* _Tasks to carry out_
a: In the forum post about passports and the civil service, why does the writer have to go through the embassy to get passports?
b: Write out a passage of the forum post word for word, starting at "Welfarite I see" and ending after "all has changed.".

Welfarite I see you came back on this. The time delay was normal as being abroad I have to go through the embassy to get passports. In the past one could get passports directly but since America went security mad all has changed. 

I believe the reason for the rudeness is that the person dealing with passports is a career civil servant of high rank and didn't want to be dealing with menial work like passports which that person was forced to do due to the small size of the office. The person in the passports office in Dublin whom I contacted were nothing but kind and helpful.

I know in the civil service that you come across all sorts of people, but some of these people who can make life decidedly awkward and never think of the repurcussion of ordinary people. I refer in particular to past dealings with the social welfare office and being passed from pillar to post to the CWO, Fas etc for this form, that form that bit of ink which I see from AAM merrily continues to this day. 

My other half in Dublin airport about 2 months ago missed a flight due to the unoffical go slow/work to rule, (2nd missed flight in many years of travelling) and I see there is currently a go slow, not offical at Dublin currently, we try to avoid Dublin airport now because we know what goes on there. These people in their permanent jobs couldn't care less what effect people missing flights have.

* _Source material_
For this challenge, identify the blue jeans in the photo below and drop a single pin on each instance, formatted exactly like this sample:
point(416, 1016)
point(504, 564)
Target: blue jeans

* _Solved tasks_
a: Because the writer is abroad.

b:
Welfarite I see you came back on this. The time delay was normal as being abroad I have to go through the embassy to get passports. In the past one could get passports directly but since America went security mad all has changed.